# PROBLEMS TO WORK ON
- A) Decide whether each statement below agrees with the news article on the Missouri adult-business law. Answer yes or no for each, quoting the words of the article that decide it: (i) The law requires sexually oriented businesses to close by midnight. (ii) A trial court in Cole County granted a temporary restraining order against the law. (iii) Semi-nude employees must stay on a stage at least 10 feet from patrons.
- B) Output the passage of the news article on the Missouri adult-business law that begins at the words "The Missouri law" and ends after "the law’s restrictions.".
- C) Translate this sentence from the news article on the Missouri adult-business law into Spanish: "Previously, a trial court in the Capitol’s home of Cole County denied a request for a temporary restraining order against the law and later upheld the law’s restrictions."

Supreme Court reviews law on sexual businesses
Wednesday, September 7, 2011
Critics of a Missouri law imposing restrictions on strip clubs, adult video stores and other adult businesses brought their legal challenge Wednesday to the state Supreme Court.
Opponents of the law that took effect last August contend the measure violates free expression rights. They also say lawmakers did not follow proper procedures when approving the legislation because a hearing was never held about its estimated cost despite such a request from a lawmaker.
The Missouri law requires sexually oriented businesses to close by midnight and bans full nudity, alcohol, minors and touching between semi-nude employees and customers. To ensure a hands-off policy, it mandates that semi-nude employees remain on a stage at least 6 feet from patrons.
Previously, a trial court in the Capitol’s home of Cole County denied a request for a temporary restraining order against the law and later upheld the law’s restrictions.
The legislation was defended Wednesday before the state high court by Ronald Holliger, the general counsel for the Missouri attorney general’s office and by Chattanooga, Tenn.-based attorney Scott Bergthold, who argued that the law’s restrictions do not violate freedom of expression rights.

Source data
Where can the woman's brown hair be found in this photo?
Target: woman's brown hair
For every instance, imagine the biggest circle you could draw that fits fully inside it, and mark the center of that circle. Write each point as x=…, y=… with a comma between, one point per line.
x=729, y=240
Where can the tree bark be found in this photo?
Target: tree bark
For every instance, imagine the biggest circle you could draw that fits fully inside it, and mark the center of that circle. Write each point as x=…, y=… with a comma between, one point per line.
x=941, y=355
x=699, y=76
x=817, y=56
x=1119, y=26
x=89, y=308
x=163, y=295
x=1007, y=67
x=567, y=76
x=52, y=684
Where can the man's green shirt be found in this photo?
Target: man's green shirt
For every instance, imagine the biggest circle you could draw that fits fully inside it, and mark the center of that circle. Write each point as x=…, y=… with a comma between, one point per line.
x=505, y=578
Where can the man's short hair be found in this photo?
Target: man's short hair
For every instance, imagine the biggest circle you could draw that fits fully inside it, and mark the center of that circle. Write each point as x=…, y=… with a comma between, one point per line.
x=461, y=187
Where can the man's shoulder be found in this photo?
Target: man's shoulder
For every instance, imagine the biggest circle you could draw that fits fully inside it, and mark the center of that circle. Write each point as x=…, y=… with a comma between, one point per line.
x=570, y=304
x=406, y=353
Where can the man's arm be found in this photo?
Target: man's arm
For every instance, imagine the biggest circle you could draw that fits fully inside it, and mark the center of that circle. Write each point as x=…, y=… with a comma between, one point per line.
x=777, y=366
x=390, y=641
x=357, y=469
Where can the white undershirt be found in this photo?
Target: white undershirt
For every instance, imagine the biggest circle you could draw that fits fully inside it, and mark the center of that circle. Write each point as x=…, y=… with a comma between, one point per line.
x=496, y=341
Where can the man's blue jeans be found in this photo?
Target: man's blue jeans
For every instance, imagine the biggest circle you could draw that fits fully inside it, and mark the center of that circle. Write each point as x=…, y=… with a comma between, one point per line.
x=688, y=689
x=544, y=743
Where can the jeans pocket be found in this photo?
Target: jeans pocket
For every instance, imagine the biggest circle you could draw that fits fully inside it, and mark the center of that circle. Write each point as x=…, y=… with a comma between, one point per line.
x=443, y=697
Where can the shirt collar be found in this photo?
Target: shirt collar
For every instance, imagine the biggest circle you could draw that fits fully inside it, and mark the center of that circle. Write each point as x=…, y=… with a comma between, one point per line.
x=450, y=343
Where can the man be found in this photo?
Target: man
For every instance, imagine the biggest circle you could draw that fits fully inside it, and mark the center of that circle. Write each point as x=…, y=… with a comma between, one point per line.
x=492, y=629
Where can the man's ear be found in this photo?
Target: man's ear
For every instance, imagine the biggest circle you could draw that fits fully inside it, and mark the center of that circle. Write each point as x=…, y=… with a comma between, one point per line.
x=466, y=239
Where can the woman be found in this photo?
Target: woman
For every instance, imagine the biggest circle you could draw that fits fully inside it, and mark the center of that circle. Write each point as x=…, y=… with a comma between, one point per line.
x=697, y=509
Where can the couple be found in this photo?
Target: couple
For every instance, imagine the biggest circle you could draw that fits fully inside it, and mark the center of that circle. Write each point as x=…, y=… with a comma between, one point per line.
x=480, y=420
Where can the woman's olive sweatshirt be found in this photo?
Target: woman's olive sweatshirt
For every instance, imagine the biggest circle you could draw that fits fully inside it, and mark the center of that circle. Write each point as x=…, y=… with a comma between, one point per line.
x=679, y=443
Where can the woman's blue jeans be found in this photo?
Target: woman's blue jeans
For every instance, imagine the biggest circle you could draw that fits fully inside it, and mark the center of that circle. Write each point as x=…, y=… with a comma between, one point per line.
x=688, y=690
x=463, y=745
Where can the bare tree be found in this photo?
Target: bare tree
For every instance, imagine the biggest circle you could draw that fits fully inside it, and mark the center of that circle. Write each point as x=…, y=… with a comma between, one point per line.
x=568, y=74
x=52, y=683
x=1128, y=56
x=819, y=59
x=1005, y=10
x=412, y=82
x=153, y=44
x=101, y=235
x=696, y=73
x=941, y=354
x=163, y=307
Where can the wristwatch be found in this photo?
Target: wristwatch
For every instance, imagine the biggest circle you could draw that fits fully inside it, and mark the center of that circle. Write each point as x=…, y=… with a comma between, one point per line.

# ANSWERS FOR EACH ITEM
- A)
(i) Yes: "requires sexually oriented businesses to close by midnight"
(ii) No: "denied a request for a temporary restraining order against the law"
(iii) No: "remain on a stage at least 6 feet from patrons"

- B)
The Missouri law requires sexually oriented businesses to close by midnight and bans full nudity, alcohol, minors and touching between semi-nude employees and customers. To ensure a hands-off policy, it mandates that semi-nude employees remain on a stage at least 6 feet from patrons.
Previously, a trial court in the Capitol’s home of Cole County denied a request for a temporary restraining order against the law and later upheld the law’s restrictions.

- C) Anteriormente, un tribunal de primera instancia del condado de Cole, sede del Capitolio, denegó una solicitud de orden de restricción temporal contra la ley y posteriormente ratificó las restricciones de la ley.